## Stated problem 1
In the primary constructor thread, what does a constructor parameter written as this.X mean under the proposal?
## Stated problem 2
List the existing features of parameters that the primary constructor thread says can be re-used without modification.
## Stated problem 3
Copy the primary constructor thread word for word from "public Person(string name, DateTime" to "is very weird.".

## Document segment
· · ·

Alternative “primary constructor” idea

Topics: C# Language Design
Apr 8, 2014 at 10:30 AM
Edited Apr 8, 2014 at 1:45 PM
The following rather significant problems have been identified with the current design of primary constructors:
  • You can’t have argument validation (e.g. ArgumentNullException).
  • You can’t have more than one.
  • You can’t invoke any base constructor from any other constructor than the primary constructor. This means your entire class can rely on only one of the base class’s constructors.
  • It clutters up the class declaration line and it is visually far removed from all the other constructors. (This issue becomes even more significant if primary constructors can have base-constructor calls and/or entire bodies.)
Let’s look at an example:
class Person
{
    public string Name { get; private set; }
    public DateTime Birthdate { get; private set; }

    public Person(string name, DateTime birthdate)
    {
        if (name == null)
            throw new ArgumentNullException("name");
        Name = name;
        Birthdate = birthdate;
    }
}
In this example,
  • A primary constructor cannot be used because argument validation is required.
  • If primary constructors could have a body, that body would be lexically outside the class body, which is very weird.
  • Even with a primary constructor, both public properties still need to be typed out.
  • The type of each property is still typed twice (once in the constructor parameter declaration, once in the property declaration).

Proposal

I would like to propose the following alternative:
class Person
{
    public string Name { get; }         // Getter-only auto-properties
    public DateTime Birthdate { get; }

    public Person(this.Name, this.Birthdate)
    {
        if (Name == null)
            throw new ArgumentNullException("Name");
    }
}
The proposal is to add a syntax element where a constructor parameter can be this.X instead of <type> X. The meaning is that the property or field X is automatically assigned the value of the parameter, and the type of the parameter is automatically the type of the property or field.

Benefits:
  • Argument validation can still be done.
  • Base constructors can still be applied in the same familiar old syntax.
  • The type of each property only needs to be typed once.
  • You can have any number of such constructors which set different subsets of the fields/properties in the class and/or call different base constructors and/or perform different argument validations.
  • They are still “just” constructor parameters, which means that existing features of parameters (default values, custom attributes, params) can be re-used without modification.
Comments?
Apr 8, 2014 at 11:06 AM
I like this proposed feature a lot, though I feel there are some things that need to be addressed. These are not necessarily problems that make the feature unimplementable, but they still need to be considered:
  • When a field is initialized with a this parameter, does the corresponding field initializer run?
  • At what point are this parameter values assigned to their corresponding members? As far as I can tell, there are four possibilities:
    • At the very beginning of the ctor, before the field initializers (bad – unless you suppress individual initializers, you'll overwrite the this parameter values!)
    • After field initializers, but before the base/this ctor call (potentially bad if using : this(...) ctor call, which may overwrite the this parameter value)
    • After the base/this ctor call, but before the rest of the ctor body
    • At the very end of the ctor (might permit modification of the this parameters if necessary, but has problems)

· · ·

## Entries shown
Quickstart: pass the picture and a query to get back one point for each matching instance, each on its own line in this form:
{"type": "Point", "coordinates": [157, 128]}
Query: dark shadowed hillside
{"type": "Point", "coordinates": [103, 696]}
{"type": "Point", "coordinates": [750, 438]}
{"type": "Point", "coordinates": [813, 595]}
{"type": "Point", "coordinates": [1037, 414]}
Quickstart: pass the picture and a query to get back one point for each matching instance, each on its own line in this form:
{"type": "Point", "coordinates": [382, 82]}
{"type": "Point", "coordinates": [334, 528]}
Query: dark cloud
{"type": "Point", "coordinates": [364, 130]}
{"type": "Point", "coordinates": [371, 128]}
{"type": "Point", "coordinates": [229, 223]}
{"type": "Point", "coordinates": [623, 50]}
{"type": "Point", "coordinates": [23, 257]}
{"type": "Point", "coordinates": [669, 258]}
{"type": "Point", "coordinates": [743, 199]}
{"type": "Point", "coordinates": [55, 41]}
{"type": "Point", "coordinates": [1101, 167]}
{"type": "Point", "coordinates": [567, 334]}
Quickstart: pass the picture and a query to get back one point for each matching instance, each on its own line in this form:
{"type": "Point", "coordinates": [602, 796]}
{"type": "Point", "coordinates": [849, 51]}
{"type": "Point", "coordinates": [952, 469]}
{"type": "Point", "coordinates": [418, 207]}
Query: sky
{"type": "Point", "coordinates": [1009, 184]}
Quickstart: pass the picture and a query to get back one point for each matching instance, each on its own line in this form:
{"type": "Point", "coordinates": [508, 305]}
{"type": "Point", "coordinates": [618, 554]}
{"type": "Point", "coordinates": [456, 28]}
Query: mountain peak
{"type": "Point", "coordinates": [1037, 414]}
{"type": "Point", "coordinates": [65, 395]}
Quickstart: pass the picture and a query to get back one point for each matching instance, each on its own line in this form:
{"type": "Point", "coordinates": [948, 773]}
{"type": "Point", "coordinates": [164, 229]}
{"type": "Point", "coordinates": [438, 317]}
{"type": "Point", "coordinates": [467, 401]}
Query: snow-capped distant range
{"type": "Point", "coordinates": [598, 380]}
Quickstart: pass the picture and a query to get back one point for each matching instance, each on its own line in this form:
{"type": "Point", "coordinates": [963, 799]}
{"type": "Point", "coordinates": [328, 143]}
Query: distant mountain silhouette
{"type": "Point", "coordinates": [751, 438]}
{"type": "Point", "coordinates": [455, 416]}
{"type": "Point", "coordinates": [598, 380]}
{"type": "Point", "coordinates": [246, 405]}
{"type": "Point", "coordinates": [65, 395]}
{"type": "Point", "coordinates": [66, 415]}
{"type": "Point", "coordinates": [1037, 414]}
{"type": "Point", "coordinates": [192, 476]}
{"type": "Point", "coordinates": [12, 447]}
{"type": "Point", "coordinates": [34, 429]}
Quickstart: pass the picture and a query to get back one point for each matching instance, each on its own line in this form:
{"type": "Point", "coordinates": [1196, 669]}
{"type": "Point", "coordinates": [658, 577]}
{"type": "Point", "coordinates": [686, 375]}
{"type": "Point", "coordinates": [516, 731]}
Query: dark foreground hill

· · ·

## Exercise answer 1
The property or field X is automatically assigned the parameter's value, and the parameter's type is automatically the type of that property or field.

## Exercise answer 2
default values, custom attributes, params

## Exercise answer 3
public Person(string name, DateTime birthdate)
    {
        if (name == null)
            throw new ArgumentNullException("name");
        Name = name;
        Birthdate = birthdate;
    }
}
In this example,
  • A primary constructor cannot be used because argument validation is required.
  • If primary constructors could have a body, that body would be lexically outside the class body, which is very weird.